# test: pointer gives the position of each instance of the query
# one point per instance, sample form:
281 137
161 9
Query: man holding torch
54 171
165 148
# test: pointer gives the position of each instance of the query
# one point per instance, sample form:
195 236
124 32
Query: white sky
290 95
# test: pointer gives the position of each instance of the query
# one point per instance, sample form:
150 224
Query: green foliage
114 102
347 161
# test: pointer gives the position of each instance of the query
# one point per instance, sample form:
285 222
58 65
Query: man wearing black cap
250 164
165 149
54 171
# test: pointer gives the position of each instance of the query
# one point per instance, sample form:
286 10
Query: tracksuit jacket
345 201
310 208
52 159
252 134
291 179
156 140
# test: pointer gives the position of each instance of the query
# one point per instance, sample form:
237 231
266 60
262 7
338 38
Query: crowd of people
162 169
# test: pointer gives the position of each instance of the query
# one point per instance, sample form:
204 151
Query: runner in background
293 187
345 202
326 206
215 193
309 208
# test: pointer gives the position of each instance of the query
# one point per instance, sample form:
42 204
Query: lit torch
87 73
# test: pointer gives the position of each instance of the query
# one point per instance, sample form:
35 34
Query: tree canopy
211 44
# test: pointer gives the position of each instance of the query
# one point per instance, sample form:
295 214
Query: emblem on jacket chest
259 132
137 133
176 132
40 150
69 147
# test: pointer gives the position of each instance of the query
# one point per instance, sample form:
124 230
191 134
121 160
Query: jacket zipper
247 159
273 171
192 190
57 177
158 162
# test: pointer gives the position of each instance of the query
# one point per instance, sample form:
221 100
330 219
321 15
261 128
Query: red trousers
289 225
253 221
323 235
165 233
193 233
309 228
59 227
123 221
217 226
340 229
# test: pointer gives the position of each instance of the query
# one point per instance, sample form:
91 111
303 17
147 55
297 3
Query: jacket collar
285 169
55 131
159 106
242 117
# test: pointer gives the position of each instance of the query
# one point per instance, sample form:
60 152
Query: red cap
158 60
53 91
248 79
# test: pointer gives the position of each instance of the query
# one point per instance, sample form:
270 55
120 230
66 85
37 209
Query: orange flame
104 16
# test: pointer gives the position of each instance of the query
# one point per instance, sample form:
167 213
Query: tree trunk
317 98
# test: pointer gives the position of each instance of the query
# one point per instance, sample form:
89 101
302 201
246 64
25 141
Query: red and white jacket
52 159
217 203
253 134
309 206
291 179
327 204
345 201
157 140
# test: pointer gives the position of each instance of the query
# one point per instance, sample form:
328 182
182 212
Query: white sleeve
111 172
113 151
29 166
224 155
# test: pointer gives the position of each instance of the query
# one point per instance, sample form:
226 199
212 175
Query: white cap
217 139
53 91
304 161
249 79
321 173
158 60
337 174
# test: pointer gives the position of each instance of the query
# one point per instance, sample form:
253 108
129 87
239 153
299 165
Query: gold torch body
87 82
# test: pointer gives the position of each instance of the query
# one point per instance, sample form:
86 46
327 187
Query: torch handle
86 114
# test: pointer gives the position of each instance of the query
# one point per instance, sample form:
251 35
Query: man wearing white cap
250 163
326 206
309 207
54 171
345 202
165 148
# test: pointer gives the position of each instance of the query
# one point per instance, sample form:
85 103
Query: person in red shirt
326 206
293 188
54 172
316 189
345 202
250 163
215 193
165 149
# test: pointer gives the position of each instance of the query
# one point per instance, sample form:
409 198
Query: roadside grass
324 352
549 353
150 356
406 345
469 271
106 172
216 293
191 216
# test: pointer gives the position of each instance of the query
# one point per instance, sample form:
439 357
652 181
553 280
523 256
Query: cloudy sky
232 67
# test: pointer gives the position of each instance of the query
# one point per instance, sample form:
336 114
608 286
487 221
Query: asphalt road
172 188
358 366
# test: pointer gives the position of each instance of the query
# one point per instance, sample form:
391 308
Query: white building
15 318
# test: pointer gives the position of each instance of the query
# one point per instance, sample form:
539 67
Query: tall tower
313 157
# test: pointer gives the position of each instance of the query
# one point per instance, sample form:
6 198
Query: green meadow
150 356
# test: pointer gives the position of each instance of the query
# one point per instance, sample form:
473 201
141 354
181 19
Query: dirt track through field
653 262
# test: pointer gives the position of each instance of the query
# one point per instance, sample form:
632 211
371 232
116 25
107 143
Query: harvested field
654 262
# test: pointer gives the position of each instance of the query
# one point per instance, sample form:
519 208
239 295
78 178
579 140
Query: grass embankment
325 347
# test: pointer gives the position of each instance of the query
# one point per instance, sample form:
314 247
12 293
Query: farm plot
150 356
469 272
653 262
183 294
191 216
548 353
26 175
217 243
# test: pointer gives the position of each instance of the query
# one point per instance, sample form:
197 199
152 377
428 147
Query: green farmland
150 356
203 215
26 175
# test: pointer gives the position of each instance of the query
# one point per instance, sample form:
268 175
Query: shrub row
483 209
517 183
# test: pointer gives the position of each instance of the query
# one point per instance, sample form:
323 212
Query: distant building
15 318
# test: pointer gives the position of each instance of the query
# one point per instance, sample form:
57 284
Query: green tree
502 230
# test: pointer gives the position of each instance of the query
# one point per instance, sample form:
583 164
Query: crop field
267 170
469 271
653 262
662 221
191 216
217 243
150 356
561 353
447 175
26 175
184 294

··········

(What is expected)
How many lines in the data above contain the word "green"? Case counts, and the reply should be the number alone.

(Written response)
4